* Assigned task 1
In the blog post about artistic style, when were the contour lines added to the orchid sketch?
* Assigned task 2
List every question the writer asks in the second paragraph of the blog post about artistic style.
* Assigned task 3
Continue the blog post about artistic style from the point where it stops.

* Text segment
---*---
“Every artist dips his brush in his own soul, and paints his own nature into his pictures.” ~Henry Ward Beecher
This is a lovely poetic answer to a very practical question: what is my style as an artist? Have I found it yet? What is it that comes naturally when I start to draw? What seems to be more of an effort? What seems more contrived to me?
I am not sure that I am even accurately describing what I do, or what “real” artists do. So of course, I use my art to explain this struggle that I am having mostly with my watercolours.
I wanted to loosen up in the previous post (July 14) in which I shared a sketch of orchids but I find that the exercise in my sketchbook reminds me of a coloured-in approach. To my way of thinking, this is a very controlled watercolour. The contour lines were added after the painting was done because the flowers needed definition. It seemed to me that flowers lacked pizzazz, and I have seen many artists use this outlining method in their sketches. Some use the outlines before they add the colour while other artists add them afterwards.
So then of course, when I showed it to hubby and a good friend of mine, both wondered if this precise, coloured-in approach, (for lack of artistic jargon to describe it), was truly my own style. Am I fighting something that is occurring naturally? Kind of an AH HA moment as Oprah would say? And to this I answer that I am happiest when I can splash the watercolour around in a more whimsical manner. Maybe I want to do both…. maybe I want to be loose and free in some instances and more controlled in others?
---*---
* Data for analysis
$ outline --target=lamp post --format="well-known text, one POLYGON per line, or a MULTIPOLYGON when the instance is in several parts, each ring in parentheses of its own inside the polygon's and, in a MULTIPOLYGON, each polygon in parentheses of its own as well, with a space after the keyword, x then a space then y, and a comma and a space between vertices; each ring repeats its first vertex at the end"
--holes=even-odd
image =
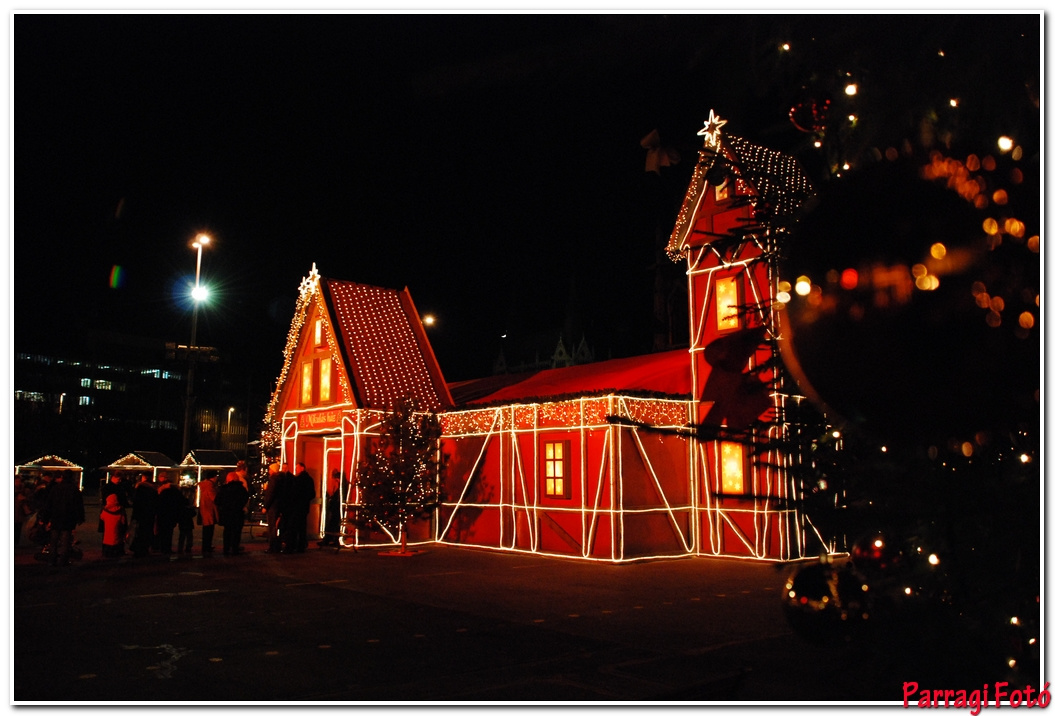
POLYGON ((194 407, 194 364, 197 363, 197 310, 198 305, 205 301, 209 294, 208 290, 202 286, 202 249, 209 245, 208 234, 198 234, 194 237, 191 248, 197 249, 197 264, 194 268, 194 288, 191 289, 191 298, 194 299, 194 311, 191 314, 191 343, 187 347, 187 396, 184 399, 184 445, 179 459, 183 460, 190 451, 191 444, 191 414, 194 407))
---*---
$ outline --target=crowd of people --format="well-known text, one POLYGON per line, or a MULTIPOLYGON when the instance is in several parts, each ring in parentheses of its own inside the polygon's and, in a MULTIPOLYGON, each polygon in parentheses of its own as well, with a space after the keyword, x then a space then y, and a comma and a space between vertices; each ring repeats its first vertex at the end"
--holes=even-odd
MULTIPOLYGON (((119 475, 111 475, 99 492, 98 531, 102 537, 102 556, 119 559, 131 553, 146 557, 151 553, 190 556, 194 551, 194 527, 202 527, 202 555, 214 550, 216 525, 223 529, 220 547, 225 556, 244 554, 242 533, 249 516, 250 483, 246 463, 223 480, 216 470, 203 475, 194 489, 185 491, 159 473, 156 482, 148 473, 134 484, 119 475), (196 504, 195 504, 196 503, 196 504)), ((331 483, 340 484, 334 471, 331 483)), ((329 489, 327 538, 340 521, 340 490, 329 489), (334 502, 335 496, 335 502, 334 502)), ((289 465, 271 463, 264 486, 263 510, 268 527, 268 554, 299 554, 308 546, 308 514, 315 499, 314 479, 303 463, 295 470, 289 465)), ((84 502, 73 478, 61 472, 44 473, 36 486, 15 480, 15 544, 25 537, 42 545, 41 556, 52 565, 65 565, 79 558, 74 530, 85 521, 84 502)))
---*---
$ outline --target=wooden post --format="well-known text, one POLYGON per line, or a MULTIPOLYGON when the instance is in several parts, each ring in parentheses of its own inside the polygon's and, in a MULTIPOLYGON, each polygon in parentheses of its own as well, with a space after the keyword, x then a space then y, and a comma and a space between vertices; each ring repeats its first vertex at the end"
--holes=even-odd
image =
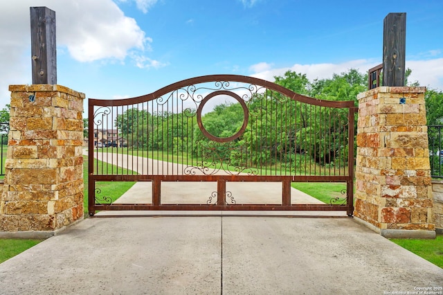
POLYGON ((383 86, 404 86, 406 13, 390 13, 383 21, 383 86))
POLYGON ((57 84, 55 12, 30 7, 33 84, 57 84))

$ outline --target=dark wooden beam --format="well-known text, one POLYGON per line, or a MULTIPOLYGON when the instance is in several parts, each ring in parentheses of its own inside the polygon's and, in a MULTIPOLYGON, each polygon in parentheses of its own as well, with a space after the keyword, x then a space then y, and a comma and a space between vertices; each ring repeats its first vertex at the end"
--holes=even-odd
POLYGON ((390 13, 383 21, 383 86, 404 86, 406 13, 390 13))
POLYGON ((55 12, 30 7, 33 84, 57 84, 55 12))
---*---
* Task output 1
They were added after the painting was done.

* Task output 2
- What is my style as an artist?
- Have I found it yet?
- What is it that comes naturally when I start to draw?
- What seems to be more of an effort?
- What seems more contrived to me?

* Task output 3
A month or so ago, my poppies were starting to fade away so before I lost all flowers entirely, I drew the poppy below as it was in bud, in flower, and then with the petals half blown away by the wind, and then just the remaining seed pod (at the very bottom). This is perhaps a little closer to the effect I would like to achieve with my watercolours.
The geranium was a very quick sketch done at a restaurant and painted at home later on. It is the first time that I have sketched publicly although I did hide what I was doing and I felt like I was speed sketching. I am happy with this sketch even though it is cut off at the bottom and I haven’t added a background colour. It was just meant to be a quick study of a potted plant.
This rose wreath was an assignment in an online course I am following with Junelle Jacobsen (yesandamen.typepad.com). She drew tomatoes in her wreath but I thought of drawing mom’s roses. This is much more the way I would like to paint with my watercolours. I had fun with this homework and right now, that’s the whole point for me. Too often, I forget to be playful with art. In my humble opinion, Junelle’s technique is very forgiving and allows for more experimentation. I love all the squiggles and swirls that are added with a black or white pen at the end to finish the painting.
Junelle says in her blog lesson, ” As we work hard in our daily practicing and creating, we can be tough on our art. We can get critical of our efforts. It is good to be reminded to be kind to ourselves. We take such good care of others, we need to do the same for our own hearts.” Her words remind me of the therapeutic value of art and that if squiggles and swirls make me feel good, then I think they will find their way into more of my art! The fruit sketches at the top of the post were also assignments completed for Junelle’s class.
Have I dipped my brush in my own soul? Have I painted my own nature?
I feel I am getting closer to that concept when I am more free with my paint brush, when I start with a footloose, devil may care attitude. This does not occur naturally in my case. I will have to continue working on loosening up…
What is my style? Who knows! With time and many more sessions with my watercolours (and new art supplies of course!), I will eventually develop my own particular style.